** Consigne A **
Dans la liste, renommez « single point » en « one point » sur les lignes allant du début jusqu'à celle qui contient « [[68, 336], [1226, 276]] », incluse, sans rien modifier d'autre. Laissez les images hors de votre réponse.

#####

Le manque de clarté dans le débat public à propos du Revenu Minimum dénote d’un manque de culture économique de base dans la société française.
Le Revenu Minimum est une invention néo-libérale, non pas de gauche, et pour cause, il avait d’abord pour but d’individualiser les rapports économiques. En effet, nos lointains ancêtres des années 80 vivant encore de solidarités familiales, et celles-ci entrant en concurrence avec le système économique, il fallait que le libéralisme les casse.
Pour résumer, un individu pris en charge par sa famille ne rapportait rien à la société, et ne rapporte toujours rien. Il fallait que cela change, et ce fut fait avec le RMI. Le Revenu Minimum d’insertion permettait à une personne coupée de sa famille de survivre, certes, mais il permettait également à un individu qui voulait se couper de sa famille de survivre. Ainsi, dès le départ, le Revenu Minimum regroupa des personnes aux modes de vie très différents. Des plus de 25 ans dont la priorité n’était pas le travail, et d’autres qui se trouvaient dans l’impossibilité d’être rentables pour une entreprise, eu égard aux capacités de celles-ci à générer de la croissance. Les premiers permettaient et permettent toujours de maintenir des niveaux de salaires artificiellement hauts sur le marché de l’emploi, puisqu’ils ont réduit la masse salariale disponible. Les seconds permettaient et permettent toujours d’augmenter le taux de rentabilité des entreprises en sortant les « inutiles » de l’économie libérale.
Contrairement aux idées reçues, le Revenu Minimum a donc favorisé en premier lieu les personnes qui possédaient déjà un emploi et les entreprises qui se voulaient plus efficaces. D’ailleurs, on le constate dans les pays qui n’ont pas ce genre de dispositif : l’échelle des salaires est plus large, et sans la famille, impossible de vivre. Les liens familiaux perdurent donc et entravent la disponibilité de l’individu à l’économie. Voilà en quoi ce genre de revenu est ambiguë : il favorise l’économie mais détruit les moyens pour elle de se reproduire (la famille), d’où la nécessité de l’immigration qui devient une machine à faire éclater les structures traditionnelles pour soumettre l’individu à un fonctionnement économique. Cette immigration casse également le phénomène de hausse des salaires suite à l’introduction du Revenu Minimum. Quant à l’immigré tant critiqué à droite, il doit surtout opérer un grand écart : accepter d’abandonner la sécurité familiale pour gagner de l’argent de manière plus isolée. La souffrance issue de ce genre d’acculturation est forte, même pour l’autochtone qui vient de sa campagne et qui va devoir s’intégrer en ville. Elle se fait, mais non sans heurts, sans perdants et sans gagnants, non sans injustices. Comprendre n’est pas excuser, et il le faut pour décider de manière éclairée.

#####

** Consigne B **
Quels noms propres ou sigles le texte sur le Revenu Minimum emploie-t-il pour désigner ce dispositif ?

** Données affichées **
#####

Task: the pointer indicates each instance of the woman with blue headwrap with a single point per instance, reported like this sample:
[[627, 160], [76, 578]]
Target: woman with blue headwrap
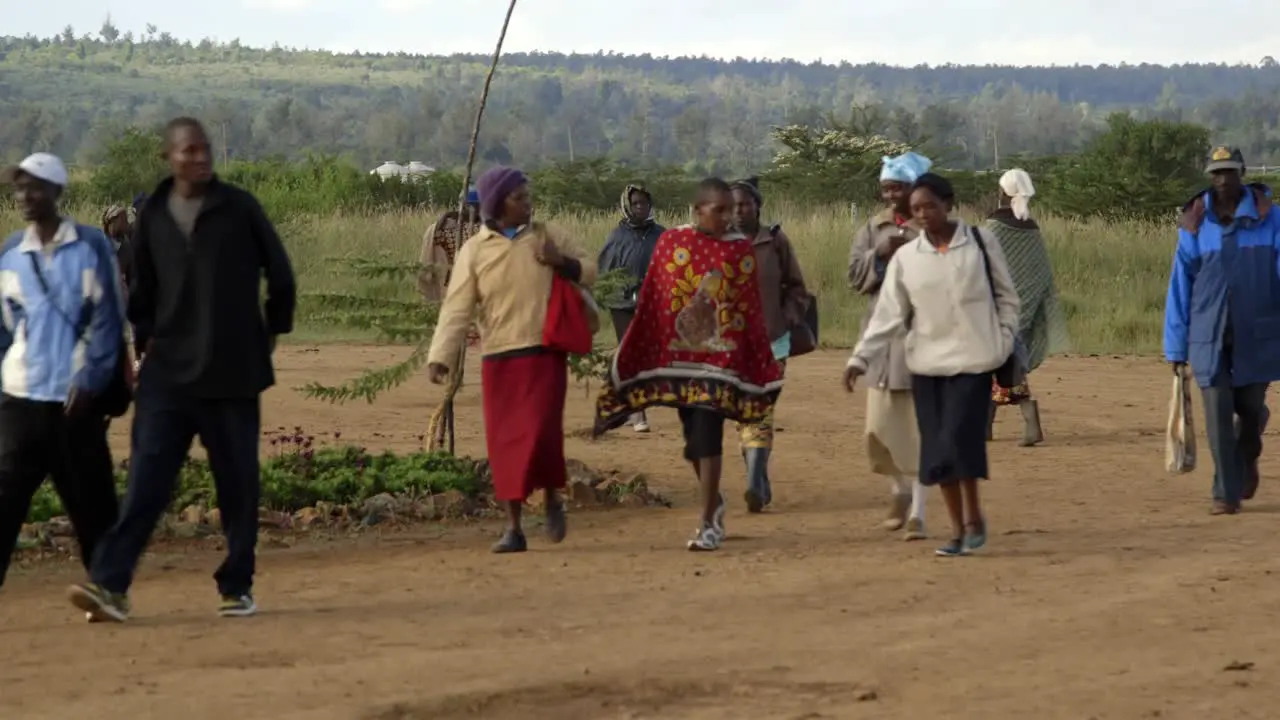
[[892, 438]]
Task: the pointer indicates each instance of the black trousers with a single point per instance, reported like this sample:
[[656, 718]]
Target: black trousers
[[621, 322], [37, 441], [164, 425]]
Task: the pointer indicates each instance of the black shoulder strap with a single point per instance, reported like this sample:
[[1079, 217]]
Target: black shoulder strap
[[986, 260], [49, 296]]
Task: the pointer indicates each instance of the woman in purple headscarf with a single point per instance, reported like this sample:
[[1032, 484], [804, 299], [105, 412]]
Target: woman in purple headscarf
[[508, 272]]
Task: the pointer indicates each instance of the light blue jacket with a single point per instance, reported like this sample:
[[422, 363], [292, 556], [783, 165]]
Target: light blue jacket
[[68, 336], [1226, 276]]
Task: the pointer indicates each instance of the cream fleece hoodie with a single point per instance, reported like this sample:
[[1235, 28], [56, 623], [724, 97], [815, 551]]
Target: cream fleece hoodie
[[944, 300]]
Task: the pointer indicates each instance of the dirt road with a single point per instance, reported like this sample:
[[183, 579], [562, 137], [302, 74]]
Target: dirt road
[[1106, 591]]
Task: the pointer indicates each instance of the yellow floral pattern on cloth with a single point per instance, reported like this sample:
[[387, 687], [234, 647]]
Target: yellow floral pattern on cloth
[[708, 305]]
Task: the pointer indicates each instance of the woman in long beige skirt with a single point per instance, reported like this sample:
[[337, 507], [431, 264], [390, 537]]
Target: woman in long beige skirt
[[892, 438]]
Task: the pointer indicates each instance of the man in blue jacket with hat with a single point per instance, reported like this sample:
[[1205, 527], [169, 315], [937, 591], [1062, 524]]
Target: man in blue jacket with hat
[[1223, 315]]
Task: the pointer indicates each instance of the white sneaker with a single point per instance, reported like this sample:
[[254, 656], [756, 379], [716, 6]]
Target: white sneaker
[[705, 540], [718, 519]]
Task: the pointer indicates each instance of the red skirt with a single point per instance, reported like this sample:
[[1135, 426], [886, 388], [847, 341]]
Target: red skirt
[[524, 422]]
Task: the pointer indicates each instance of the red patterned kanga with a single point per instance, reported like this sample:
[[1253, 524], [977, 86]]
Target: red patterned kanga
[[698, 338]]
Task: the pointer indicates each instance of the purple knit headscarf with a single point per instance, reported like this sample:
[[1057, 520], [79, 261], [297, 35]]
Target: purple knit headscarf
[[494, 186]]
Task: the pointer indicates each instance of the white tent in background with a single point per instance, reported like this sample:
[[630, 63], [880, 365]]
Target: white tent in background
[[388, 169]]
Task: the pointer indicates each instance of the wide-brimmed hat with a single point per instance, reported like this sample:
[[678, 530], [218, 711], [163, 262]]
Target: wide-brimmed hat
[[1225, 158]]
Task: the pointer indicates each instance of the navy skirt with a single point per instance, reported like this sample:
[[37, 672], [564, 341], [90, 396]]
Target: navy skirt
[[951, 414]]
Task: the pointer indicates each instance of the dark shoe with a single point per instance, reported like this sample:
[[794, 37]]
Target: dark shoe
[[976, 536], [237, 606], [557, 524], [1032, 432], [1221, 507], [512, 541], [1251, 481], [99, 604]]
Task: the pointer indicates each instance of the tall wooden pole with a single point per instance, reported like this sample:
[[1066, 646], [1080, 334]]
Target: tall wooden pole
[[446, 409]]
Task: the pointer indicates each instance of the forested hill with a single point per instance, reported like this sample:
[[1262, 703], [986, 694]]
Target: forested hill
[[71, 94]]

#####

** Réponse rédigée A **
Task: the pointer indicates each instance of the woman with blue headwrap with a one point per instance, reported like this sample:
[[627, 160], [76, 578]]
Target: woman with blue headwrap
[[892, 438]]
Task: the pointer indicates each instance of the black trousers with a one point per instance, reported like this sample:
[[656, 718]]
Target: black trousers
[[621, 322], [37, 441], [164, 425]]
Task: the pointer indicates each instance of the black shoulder strap with a one point per instance, reported like this sample:
[[1079, 217]]
Target: black shoulder strap
[[986, 260], [49, 296]]
Task: the pointer indicates each instance of the woman in purple headscarf with a one point per instance, reported like this sample:
[[1032, 484], [804, 299], [105, 412]]
Target: woman in purple headscarf
[[508, 272]]
Task: the pointer indicates each instance of the light blue jacket with a one point per instance, reported like this sample:
[[422, 363], [292, 556], [783, 165]]
Target: light blue jacket
[[68, 336], [1226, 276]]

** Réponse rédigée B **
- Revenu Minimum
- RMI
- Revenu Minimum d'insertion